## Task requirements:
a: Return the passage of the diary entry below starting at "On November 25th" and ending at "to the coast.", copied word for word.
b: Answer these questions from the diary entry below:
(i) What girth did the Knightwood Oak measure last August?
(ii) How many horses were needed to drag the oak felled in Langley Wood to the coast?
(iii) On which street in Southampton did Isaac Watts grow up?

Severe winter effects on small birds; an amusing put-down to a proposal of marriage; Barry is delayed by an aerial dog-fight and he ices a cake; Cranbury Lake is “bearing”; Cirl Bunting; floods and mumps.
On November 25th 1948:
Stonechats were present at Stony Cross in the New Forest this afternoon. Here also is the largest oak tree in the New Forest, known as the Knightwood Oak. Last August the tree measured 22ft 4½ ins in girth. The largest tree to be cut down in the New Forest was also an oak – in Langley Wood. When felled in 1758 it was found to contain 300 rings of annual growth, and required twelve horses to drag it to the coast.
She notes that this date is the anniversary of the death of Isaac Watts, “England’s greatest hymn-writer, who was born in 1674 and died in 1748”. He grew up in a house in French Street, Southampton, and his best-known hymn, she says, “O God our Help in ages past”, is played four times a day from the clock-tower of Southampton Civic Centre”. He was highly educated. Gran writes:
He never married. The lady to whom he proposed is said to have refused him with the remark that she “admired the Jewel but not the Casket”. A neat, if hurtful way of alluding both to his nobility of mind and mean-ness of stature.

## Data segment:
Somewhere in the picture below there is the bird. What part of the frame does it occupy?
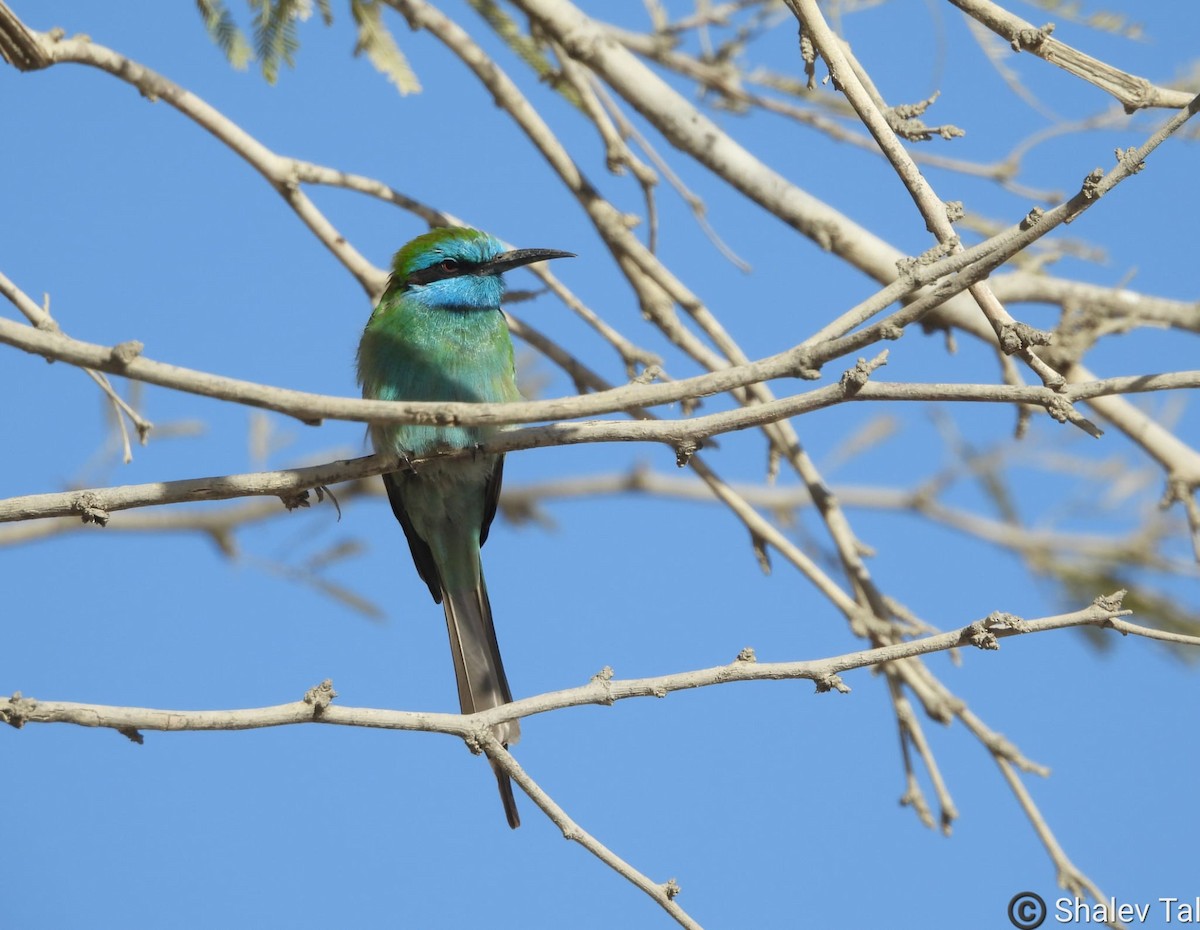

## Full solutions:
a:
On November 25th 1948:
Stonechats were present at Stony Cross in the New Forest this afternoon. Here also is the largest oak tree in the New Forest, known as the Knightwood Oak. Last August the tree measured 22ft 4½ ins in girth. The largest tree to be cut down in the New Forest was also an oak – in Langley Wood. When felled in 1758 it was found to contain 300 rings of annual growth, and required twelve horses to drag it to the coast.

b:
(i) 22ft 4½ ins
(ii) Twelve
(iii) French Street